Document section:

Golden left the music world in 1997 and worked a job at a Finnish paper mill before returning to the US. He earned a degree from Williams College and while there he joined the National Ski Patrol and started a jazz trio with Leehom Wang.
Country, Folk and Rock Years, 2004-present
Golden resurfaced on the music scene during the Summer of 2004, where he toured the festival circuit playing a guitar and mandolin-based repertoire of folk and blues-inspired pieces. In 2004 and 2005, the Future of Music Coalition awarded him with back-to-back Fellowships and a review from Entertainment Today led to a meeting with Dylan/Cash producer, Bob Johnston. Johnston, having just left a decades-long tenure at Columbia Records, lauded Golden's songwriting and invited him to record for his new label, JAM.
Golden's career got another boost after Nuvo Newsweekly chose his improvisational encore performance as the highlight of the 2004 Midwest Music Summit. His collaborators at that performance, Chicago's Shelley Miller and New York's Jeremiah Birnbaum, toured with him on and off in 2005 alongside Chicago's Kara Kulpa and Samantha Twigg Johnson. The group called themselves Mercy Driver. Although Mercy Driver only lasted for less than a year, Golden continued to tour through 2005 with individual members of Mercy Driver, while taking breaks to record his debut album in New Orleans. Golden also played a shows with Summer (singer) at the Bowery Poetry Club in NYC and The Underground in Philadelphia, PA.

Entries:

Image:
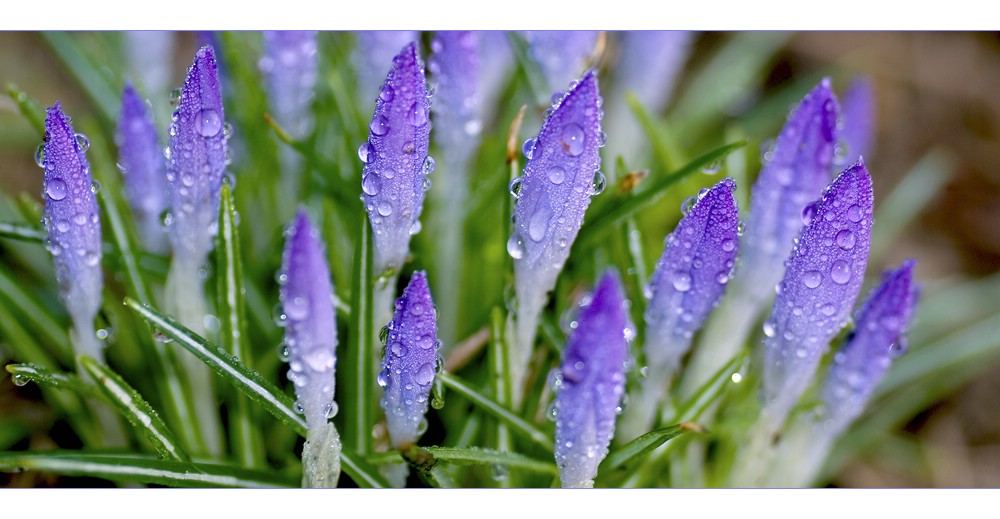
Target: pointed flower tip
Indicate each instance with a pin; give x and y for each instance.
(395, 159)
(71, 215)
(309, 320)
(693, 272)
(879, 336)
(822, 280)
(591, 384)
(410, 363)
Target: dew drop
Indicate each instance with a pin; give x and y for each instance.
(208, 123)
(840, 272)
(845, 239)
(55, 189)
(572, 139)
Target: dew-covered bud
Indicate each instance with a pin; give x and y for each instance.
(822, 279)
(591, 386)
(140, 158)
(553, 192)
(310, 323)
(879, 336)
(396, 161)
(196, 161)
(410, 363)
(72, 224)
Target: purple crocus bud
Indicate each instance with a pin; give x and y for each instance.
(858, 107)
(795, 172)
(73, 225)
(592, 384)
(561, 54)
(310, 325)
(372, 50)
(822, 279)
(552, 193)
(396, 161)
(879, 335)
(196, 161)
(289, 64)
(410, 363)
(140, 159)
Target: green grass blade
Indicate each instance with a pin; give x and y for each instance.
(246, 439)
(359, 360)
(481, 456)
(135, 409)
(624, 206)
(21, 231)
(498, 411)
(143, 470)
(640, 446)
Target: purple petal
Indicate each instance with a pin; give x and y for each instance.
(554, 191)
(372, 51)
(858, 107)
(289, 64)
(395, 159)
(71, 218)
(592, 384)
(410, 362)
(562, 55)
(692, 275)
(878, 337)
(823, 277)
(793, 177)
(310, 324)
(196, 161)
(140, 159)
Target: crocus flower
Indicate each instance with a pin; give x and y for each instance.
(858, 107)
(196, 161)
(689, 279)
(562, 55)
(592, 383)
(822, 279)
(553, 192)
(795, 171)
(410, 362)
(372, 50)
(396, 161)
(289, 64)
(140, 159)
(879, 335)
(73, 226)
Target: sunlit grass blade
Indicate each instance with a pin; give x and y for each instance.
(624, 206)
(135, 409)
(618, 458)
(489, 457)
(263, 393)
(21, 231)
(246, 439)
(497, 411)
(133, 468)
(358, 369)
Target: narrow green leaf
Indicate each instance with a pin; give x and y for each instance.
(359, 362)
(142, 469)
(21, 231)
(482, 456)
(135, 409)
(498, 411)
(639, 447)
(246, 439)
(28, 107)
(625, 206)
(251, 384)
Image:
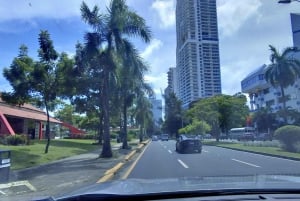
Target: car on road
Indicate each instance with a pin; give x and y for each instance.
(154, 138)
(164, 137)
(188, 144)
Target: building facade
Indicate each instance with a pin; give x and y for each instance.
(262, 94)
(156, 110)
(172, 80)
(197, 51)
(295, 19)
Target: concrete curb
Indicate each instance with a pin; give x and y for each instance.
(109, 174)
(256, 152)
(114, 169)
(131, 154)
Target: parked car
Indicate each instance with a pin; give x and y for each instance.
(188, 143)
(154, 137)
(164, 137)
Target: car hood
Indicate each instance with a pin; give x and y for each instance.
(145, 186)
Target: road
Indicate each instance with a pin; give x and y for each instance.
(160, 160)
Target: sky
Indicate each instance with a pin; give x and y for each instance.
(246, 29)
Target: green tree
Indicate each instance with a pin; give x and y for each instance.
(196, 127)
(173, 114)
(283, 71)
(109, 37)
(221, 112)
(143, 114)
(131, 84)
(37, 82)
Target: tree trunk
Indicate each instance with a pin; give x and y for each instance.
(141, 133)
(106, 149)
(47, 130)
(284, 104)
(100, 131)
(125, 144)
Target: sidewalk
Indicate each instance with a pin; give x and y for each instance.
(62, 176)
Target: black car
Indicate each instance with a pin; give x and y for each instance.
(188, 144)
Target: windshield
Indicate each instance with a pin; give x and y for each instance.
(97, 91)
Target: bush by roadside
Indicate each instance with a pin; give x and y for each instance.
(289, 136)
(14, 140)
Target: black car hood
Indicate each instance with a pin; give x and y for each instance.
(142, 186)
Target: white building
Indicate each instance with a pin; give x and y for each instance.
(172, 80)
(197, 51)
(261, 93)
(156, 110)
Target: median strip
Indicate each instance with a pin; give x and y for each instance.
(250, 164)
(130, 155)
(114, 169)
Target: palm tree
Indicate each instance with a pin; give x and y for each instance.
(283, 71)
(109, 38)
(131, 76)
(143, 114)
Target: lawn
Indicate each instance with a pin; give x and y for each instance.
(277, 151)
(33, 155)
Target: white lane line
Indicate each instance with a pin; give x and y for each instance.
(182, 163)
(250, 164)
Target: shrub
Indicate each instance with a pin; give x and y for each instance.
(289, 136)
(15, 139)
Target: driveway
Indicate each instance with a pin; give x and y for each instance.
(60, 177)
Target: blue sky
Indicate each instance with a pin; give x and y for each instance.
(246, 28)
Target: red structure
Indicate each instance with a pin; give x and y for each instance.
(27, 119)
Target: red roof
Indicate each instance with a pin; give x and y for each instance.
(25, 111)
(73, 130)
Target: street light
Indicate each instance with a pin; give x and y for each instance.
(287, 1)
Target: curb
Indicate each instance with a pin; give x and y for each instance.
(256, 152)
(109, 174)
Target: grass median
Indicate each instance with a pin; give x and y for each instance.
(33, 155)
(262, 147)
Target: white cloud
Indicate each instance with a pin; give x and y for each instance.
(154, 45)
(232, 14)
(166, 12)
(56, 9)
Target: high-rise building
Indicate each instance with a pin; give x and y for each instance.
(172, 80)
(262, 94)
(197, 51)
(156, 110)
(295, 22)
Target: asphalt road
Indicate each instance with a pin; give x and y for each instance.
(160, 160)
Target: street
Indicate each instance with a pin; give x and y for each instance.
(160, 160)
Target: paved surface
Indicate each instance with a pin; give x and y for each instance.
(58, 178)
(160, 160)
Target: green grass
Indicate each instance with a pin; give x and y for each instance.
(33, 155)
(259, 148)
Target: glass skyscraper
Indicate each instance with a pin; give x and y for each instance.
(197, 51)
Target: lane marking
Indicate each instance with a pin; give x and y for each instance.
(182, 163)
(250, 164)
(127, 173)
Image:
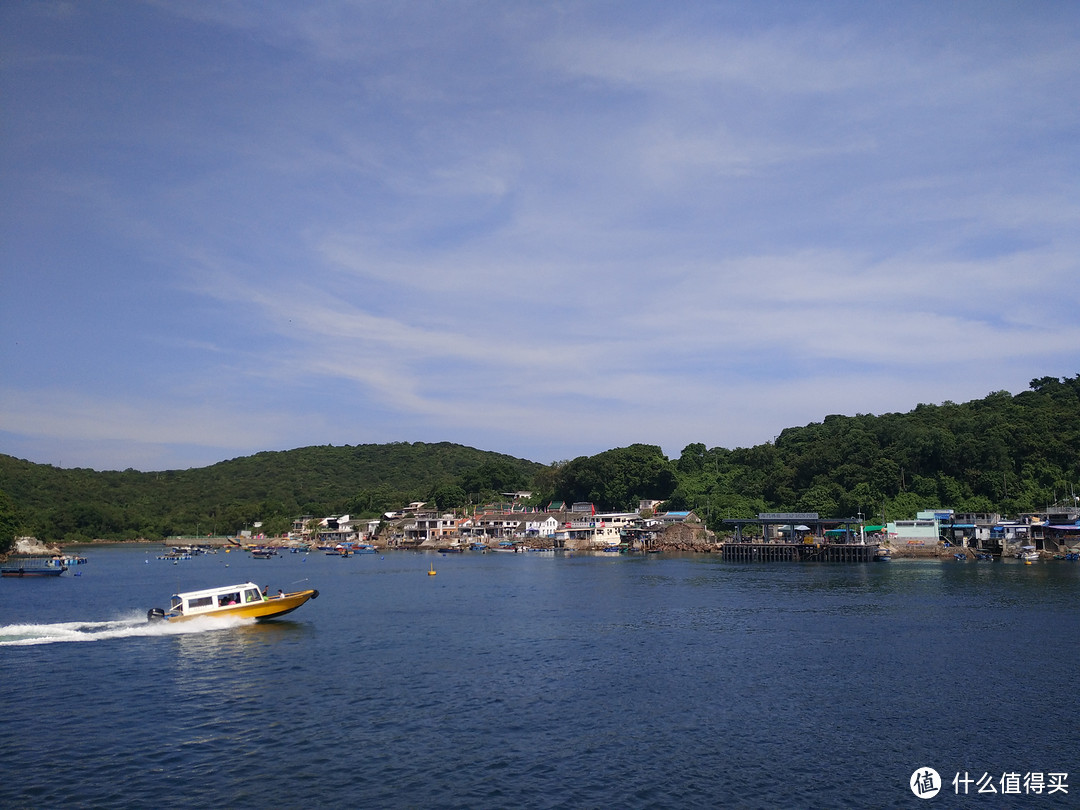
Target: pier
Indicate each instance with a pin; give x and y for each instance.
(797, 553)
(798, 537)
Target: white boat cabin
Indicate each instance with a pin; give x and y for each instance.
(215, 598)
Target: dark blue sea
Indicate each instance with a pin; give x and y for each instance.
(542, 680)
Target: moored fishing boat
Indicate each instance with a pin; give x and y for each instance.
(244, 601)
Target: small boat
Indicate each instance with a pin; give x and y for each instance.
(32, 567)
(244, 601)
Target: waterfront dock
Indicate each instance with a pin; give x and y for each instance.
(797, 553)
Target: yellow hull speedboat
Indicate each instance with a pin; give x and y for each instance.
(244, 602)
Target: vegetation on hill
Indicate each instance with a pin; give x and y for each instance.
(273, 488)
(1000, 454)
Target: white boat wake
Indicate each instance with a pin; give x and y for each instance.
(21, 635)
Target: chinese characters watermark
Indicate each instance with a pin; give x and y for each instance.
(926, 783)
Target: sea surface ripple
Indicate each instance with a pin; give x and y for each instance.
(536, 680)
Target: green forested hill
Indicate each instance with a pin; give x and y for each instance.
(1001, 454)
(52, 503)
(1007, 454)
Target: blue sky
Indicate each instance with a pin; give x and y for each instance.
(543, 229)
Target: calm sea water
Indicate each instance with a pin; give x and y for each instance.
(539, 682)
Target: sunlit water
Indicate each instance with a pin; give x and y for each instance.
(538, 682)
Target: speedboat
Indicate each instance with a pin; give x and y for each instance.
(244, 601)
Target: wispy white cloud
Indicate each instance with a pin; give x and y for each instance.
(531, 226)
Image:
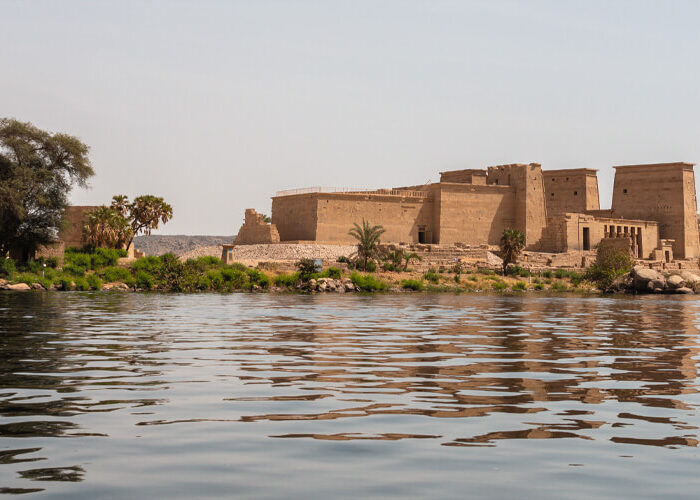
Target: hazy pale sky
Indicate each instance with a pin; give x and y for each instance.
(217, 105)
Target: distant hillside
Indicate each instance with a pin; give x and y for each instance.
(177, 244)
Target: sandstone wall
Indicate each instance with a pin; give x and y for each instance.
(401, 216)
(574, 190)
(473, 214)
(71, 232)
(254, 230)
(664, 193)
(295, 216)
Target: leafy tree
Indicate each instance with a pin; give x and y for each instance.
(37, 172)
(145, 213)
(106, 227)
(610, 263)
(367, 241)
(512, 243)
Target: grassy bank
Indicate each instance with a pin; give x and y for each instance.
(100, 269)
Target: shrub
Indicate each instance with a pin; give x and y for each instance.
(116, 273)
(499, 285)
(81, 284)
(144, 280)
(416, 285)
(258, 278)
(368, 282)
(609, 264)
(306, 267)
(520, 286)
(332, 272)
(234, 278)
(7, 267)
(94, 281)
(432, 277)
(74, 270)
(66, 283)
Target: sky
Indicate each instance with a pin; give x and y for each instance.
(215, 106)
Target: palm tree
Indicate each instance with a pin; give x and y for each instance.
(408, 257)
(367, 241)
(106, 227)
(512, 243)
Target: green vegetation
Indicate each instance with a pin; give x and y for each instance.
(368, 283)
(367, 243)
(37, 172)
(432, 276)
(512, 243)
(609, 265)
(415, 285)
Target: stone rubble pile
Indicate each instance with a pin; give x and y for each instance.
(343, 285)
(276, 252)
(644, 280)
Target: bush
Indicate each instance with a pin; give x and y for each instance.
(516, 270)
(287, 280)
(368, 282)
(412, 285)
(307, 268)
(258, 278)
(432, 276)
(65, 283)
(114, 273)
(148, 264)
(75, 270)
(234, 278)
(144, 280)
(499, 285)
(81, 284)
(7, 267)
(610, 263)
(94, 281)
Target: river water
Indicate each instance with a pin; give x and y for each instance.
(326, 396)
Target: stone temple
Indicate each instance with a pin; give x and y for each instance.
(653, 212)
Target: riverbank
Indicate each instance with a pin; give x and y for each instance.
(102, 270)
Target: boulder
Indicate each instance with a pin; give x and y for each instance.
(646, 280)
(675, 281)
(116, 286)
(689, 277)
(19, 287)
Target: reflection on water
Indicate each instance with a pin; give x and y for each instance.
(418, 395)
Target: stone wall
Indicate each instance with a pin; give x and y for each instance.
(663, 192)
(472, 214)
(571, 190)
(254, 230)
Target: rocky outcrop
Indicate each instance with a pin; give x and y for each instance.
(644, 280)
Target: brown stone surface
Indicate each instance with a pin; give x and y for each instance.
(254, 230)
(654, 211)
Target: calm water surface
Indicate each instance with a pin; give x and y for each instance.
(431, 396)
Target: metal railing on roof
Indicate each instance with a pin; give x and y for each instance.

Written task:
Extend the account of Golden's music career above, starting after its final sentence.

Answer to the exercise:
What was to be his debut album as a singer-songwriter, Wake To These Satellites, was never released. A studio error brought the backups to New Orleans in late August 2005 and the album was lost during the floods that followed Katrina. In its place, the dark folk album How To Breathe, was self-released in early 2006 and propelled a more modest tour, but one that saw Golden as a headliner at that summer's Cutting Edge (New Orleans) and Dewey Beach (Delaware) Americana Festivals.
In the Fall of 2006, Golden ended his 2-year tour and returned to the studio. Throughout 2008, Golden has turned up with several different bands supporting him, playing under pseudonyms like Greyeye and The Diesel Blues.
Awards
In 2001, he was awarded a Fulbright Fellowship. In 2004 and 2005, he was awarded a Future of Music Scholarship.
Film Work, 2003-Present
In 2003, Dave Golden began a professional association with director, Adam Salky. Dave's music was used in 2003's Freddy Anxiety and he scored 2004's Sometimes the Neighbor for piano and cello. In 2006, Golden penned "Pillbox," as a closing song for Jenise Treuting's Japanese film, Invitations and Ultimatums. In 2008, he returned to working with Salky, this time as music supervisor for Dare. The following year, Golden was music supervisor on Ten Years Later and Night Catches Us.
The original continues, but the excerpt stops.